Gracias a la tecnología, el “¡Si hubiéramos sabido!” se puede esgrimir en menos casos. La revolución digital también ha llegado a la denuncia de las violaciones de derechos humanos. Pero convertir los indicios en pruebas admisibles en un tribunal aún es arduo y la protección de los civiles y el castigo a los responsables todavía están sometidos a la misma realpolitik de siempre, definida por intereses estratégicos, relaciones de fuerza y, solo cuando conviene, por los grandes principios.

Paradójicamente, mientras la actual revolución tecnológica amplifica el conocimiento y la indignación de las opiniones públicas por los crímenes contra la humanidad, varios factores geoestratégicos reducen en la actualidad el margen para la aplicación del principio de la responsabilidad de proteger a las civiles, adoptado por las Naciones Unidas en 2005. Según ese principio, que se invocó para justificar la intervención en Libia, si un Estado soberano no garantiza esa protección, la comunidad internacional tiene el derecho/deber de intervenir.

Entre esos factores, destaca el que Estados Unidos –potencia dotada de las mayores capacidades militares para potenciales intervenciones humanitarias- se halle en una fase de reluctancia en cuanto a las intervenciones en el extranjero.

“De alguna manera, las experiencias fallidas de Afganistán, Irak y Libia han minado la lección de Ruanda ((donde la comunidad internacional asistió pasivamente al genocidio perpetrado en 1994)). La opinión pública estadounidense está cansada de despliegues exteriores de alto coste e incierto resultado. En general, tras esas experiencias, las sociedades occidentales están muy escépticas ante los logros de esas acciones y las promesas de los gobiernos. Además, la crisis ha reducido los medios disponibles”, opina Robin Niblett, director del centro de estudios británico Chatham House, en una entrevista concedida en Madrid.

Naturalmente, nada tienen a que ver operaciones como las de Afganistán o Irak con intervenciones de carácter humanitario: pero el temor a quedar atrapados en las inmanejables consecuencias de las acciones militares, fomentado en esas dos experiencias, proyecta su sombra sobre escenarios con características distintas.

Por otra parte, el auge de China y el recuperado activismo de Rusia –ambos con gran proyección internacional, poder de veto en el Consejo de Seguridad de la ONU y un histórico recelo a permitir intervenciones- complican aún más el margen de maniobra en amplias zonas del planeta. “La cruda verdad es que la responsabilidad de proteger funciona solo en esas áreas donde las grandes potencias no tienen intereses. Así que República Centroafricana, vale; pero Siria, no; Corea del Norte, tampoco”, dice Niblett. “Aun así, esta fase de baja propensión tras las muchas iniciativas de las últimas décadas ((Bosnia (1992), Kosovo (1998), Sierra Leona (2000), Libia (2011), entre otras)) probablemente dará paso a una actitud intermedia entre ese hiperactivismo y la gran reluctancia actual”, concluye.

Revolución tecnológica y activismo ciudadano no pueden vencer la realpolitik, pero sí contribuir a un giro en las opiniones públicas que son también un elemento clave.

* **Datos suministrados**:

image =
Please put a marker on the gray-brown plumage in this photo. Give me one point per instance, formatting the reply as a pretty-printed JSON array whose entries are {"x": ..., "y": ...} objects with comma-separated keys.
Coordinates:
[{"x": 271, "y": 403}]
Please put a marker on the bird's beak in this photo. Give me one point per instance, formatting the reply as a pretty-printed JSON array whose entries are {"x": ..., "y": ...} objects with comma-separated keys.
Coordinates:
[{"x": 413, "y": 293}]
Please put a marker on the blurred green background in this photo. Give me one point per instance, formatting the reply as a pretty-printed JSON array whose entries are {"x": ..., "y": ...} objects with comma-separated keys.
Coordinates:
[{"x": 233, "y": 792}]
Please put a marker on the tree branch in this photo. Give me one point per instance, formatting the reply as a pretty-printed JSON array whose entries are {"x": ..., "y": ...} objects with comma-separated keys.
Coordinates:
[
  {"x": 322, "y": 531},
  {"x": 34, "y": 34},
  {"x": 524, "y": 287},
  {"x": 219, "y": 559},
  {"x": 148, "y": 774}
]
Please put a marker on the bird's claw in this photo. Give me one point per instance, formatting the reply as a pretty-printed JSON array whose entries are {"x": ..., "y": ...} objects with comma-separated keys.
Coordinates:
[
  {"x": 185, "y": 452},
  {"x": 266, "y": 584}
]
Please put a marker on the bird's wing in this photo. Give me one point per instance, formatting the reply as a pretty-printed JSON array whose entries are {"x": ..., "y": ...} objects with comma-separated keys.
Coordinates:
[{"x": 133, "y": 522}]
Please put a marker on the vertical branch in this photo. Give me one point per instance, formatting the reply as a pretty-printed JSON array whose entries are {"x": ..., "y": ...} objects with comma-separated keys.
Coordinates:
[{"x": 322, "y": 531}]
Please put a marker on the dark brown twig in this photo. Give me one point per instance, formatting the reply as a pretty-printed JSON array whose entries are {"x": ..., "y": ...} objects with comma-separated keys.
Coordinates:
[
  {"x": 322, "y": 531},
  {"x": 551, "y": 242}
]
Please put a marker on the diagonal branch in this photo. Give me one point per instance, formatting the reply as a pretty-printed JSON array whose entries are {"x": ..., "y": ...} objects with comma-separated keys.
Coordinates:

* **Instrucciones**:
a: Según el texto sobre la responsabilidad de proteger, ¿en qué año adoptaron las Naciones Unidas ese principio?
b: Prolongue el texto sobre la responsabilidad de proteger a partir de su última oración.
Las líneas no guardan relación con el texto sobre la responsabilidad de proteger.

* **Problemas resueltos**:
a: En 2005.

b:
Documentar crímenes está al alcance de millones. También denunciarlos. Los teléfonos móviles, las cámaras de vídeo, los tuits... han sustituido a aquellas cartas, postales y telegramas con los que Amnistía Internacional (AI) inundó durante décadas los despachos de tiranos diversos para pedir la excarcelación de los presos de conciencia. “Incluso si las denuncias no se traducen en una rendición de cuentas completa, sí es presión que se va acumulando”, constata por teléfono desde Londres Sherif Elsayed-Ali, subdirector de asuntos globales de Amnistía. Su compañera Tanya O'Carroll, experta en tecnología y derechos humanos, recalca que las nuevas fuentes permiten romper el monopolio del Estado sobre la información y posibilitar nuevas investigaciones, pero destaca que los cambios reales en este ámbito son siempre fruto de la combinación de herramientas: la movilización (mucho más fácil ahora gracias a las redes sociales), ejercer presión sobre los políticos y otros poderosos, y los tribunales.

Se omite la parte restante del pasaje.